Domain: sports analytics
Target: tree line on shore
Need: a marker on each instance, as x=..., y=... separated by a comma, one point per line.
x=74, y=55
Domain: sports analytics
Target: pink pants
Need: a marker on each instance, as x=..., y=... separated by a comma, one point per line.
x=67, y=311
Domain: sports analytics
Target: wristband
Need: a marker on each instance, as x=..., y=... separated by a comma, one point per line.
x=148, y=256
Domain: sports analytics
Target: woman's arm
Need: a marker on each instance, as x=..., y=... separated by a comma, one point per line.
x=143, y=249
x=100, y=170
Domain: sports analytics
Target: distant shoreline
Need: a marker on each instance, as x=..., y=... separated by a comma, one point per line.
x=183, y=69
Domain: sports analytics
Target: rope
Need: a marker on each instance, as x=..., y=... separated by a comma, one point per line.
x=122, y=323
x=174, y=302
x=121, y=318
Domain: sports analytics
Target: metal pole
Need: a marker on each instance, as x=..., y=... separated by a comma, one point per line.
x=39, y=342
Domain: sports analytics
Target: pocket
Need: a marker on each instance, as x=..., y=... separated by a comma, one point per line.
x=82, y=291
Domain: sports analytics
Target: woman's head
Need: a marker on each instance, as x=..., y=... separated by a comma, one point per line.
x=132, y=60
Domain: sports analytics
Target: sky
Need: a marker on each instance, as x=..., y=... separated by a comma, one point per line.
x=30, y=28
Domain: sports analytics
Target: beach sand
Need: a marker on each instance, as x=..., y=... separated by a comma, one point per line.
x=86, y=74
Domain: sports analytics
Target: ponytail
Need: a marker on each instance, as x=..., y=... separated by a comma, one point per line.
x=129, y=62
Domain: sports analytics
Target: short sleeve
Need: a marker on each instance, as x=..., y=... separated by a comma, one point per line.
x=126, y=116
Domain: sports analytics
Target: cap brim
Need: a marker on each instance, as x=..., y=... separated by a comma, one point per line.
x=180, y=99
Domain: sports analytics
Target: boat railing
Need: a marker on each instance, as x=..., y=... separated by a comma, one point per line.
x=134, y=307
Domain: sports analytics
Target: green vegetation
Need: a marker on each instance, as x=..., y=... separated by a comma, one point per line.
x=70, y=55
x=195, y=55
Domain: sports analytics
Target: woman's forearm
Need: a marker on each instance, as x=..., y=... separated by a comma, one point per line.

# Requirement
Gather up, from the records above, each line where the word "woman" appears.

# Result
Target: woman's arm
Target: woman's head
Target: woman's forearm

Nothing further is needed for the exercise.